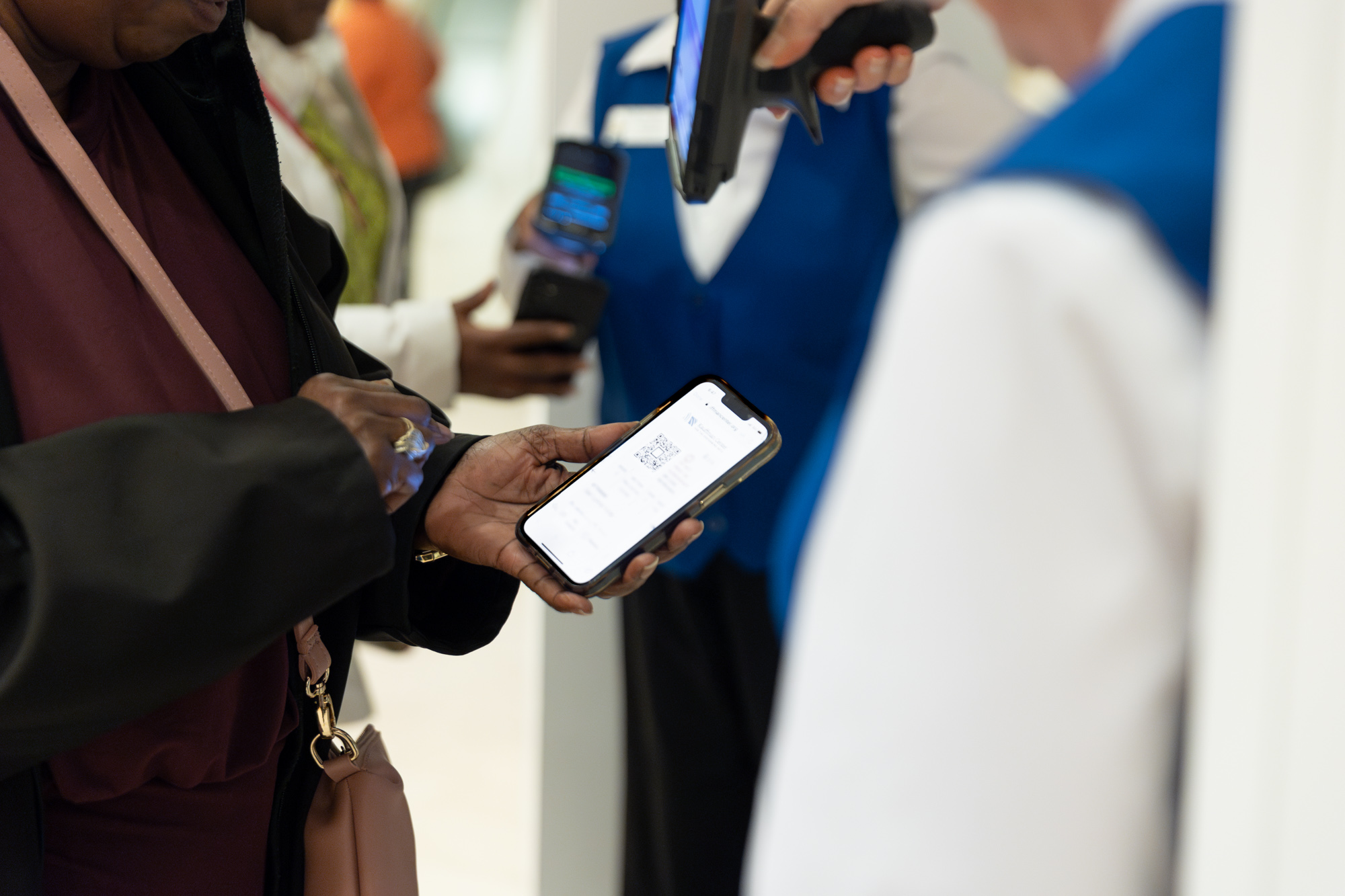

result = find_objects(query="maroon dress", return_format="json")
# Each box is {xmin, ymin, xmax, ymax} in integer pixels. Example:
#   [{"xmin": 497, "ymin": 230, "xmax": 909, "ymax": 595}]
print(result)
[{"xmin": 0, "ymin": 70, "xmax": 296, "ymax": 896}]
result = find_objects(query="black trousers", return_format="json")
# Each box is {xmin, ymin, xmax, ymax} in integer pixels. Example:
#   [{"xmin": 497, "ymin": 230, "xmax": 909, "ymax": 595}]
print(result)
[{"xmin": 624, "ymin": 555, "xmax": 780, "ymax": 896}]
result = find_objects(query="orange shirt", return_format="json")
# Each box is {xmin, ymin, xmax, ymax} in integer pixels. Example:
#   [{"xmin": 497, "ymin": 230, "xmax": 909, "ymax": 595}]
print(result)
[{"xmin": 331, "ymin": 0, "xmax": 444, "ymax": 180}]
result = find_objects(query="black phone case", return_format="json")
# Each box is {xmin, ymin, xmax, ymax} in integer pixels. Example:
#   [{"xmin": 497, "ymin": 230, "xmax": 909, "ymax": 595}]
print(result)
[
  {"xmin": 514, "ymin": 268, "xmax": 608, "ymax": 352},
  {"xmin": 514, "ymin": 375, "xmax": 780, "ymax": 598}
]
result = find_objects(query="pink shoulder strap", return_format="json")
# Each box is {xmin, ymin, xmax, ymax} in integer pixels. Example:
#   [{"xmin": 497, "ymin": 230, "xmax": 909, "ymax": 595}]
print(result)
[
  {"xmin": 0, "ymin": 28, "xmax": 331, "ymax": 684},
  {"xmin": 0, "ymin": 28, "xmax": 252, "ymax": 410}
]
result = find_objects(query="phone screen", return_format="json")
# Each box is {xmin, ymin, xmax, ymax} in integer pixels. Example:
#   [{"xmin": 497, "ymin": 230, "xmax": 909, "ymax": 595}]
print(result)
[
  {"xmin": 539, "ymin": 142, "xmax": 621, "ymax": 251},
  {"xmin": 668, "ymin": 0, "xmax": 710, "ymax": 160},
  {"xmin": 523, "ymin": 382, "xmax": 769, "ymax": 583}
]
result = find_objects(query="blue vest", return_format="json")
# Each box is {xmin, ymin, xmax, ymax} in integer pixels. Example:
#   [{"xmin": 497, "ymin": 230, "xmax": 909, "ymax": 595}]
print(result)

--*--

PROBLEM DETAILS: State how many of the lines above contain the word "phone", treating uppercase and lowercase as different, and give only the number.

TASK ANSWER: 2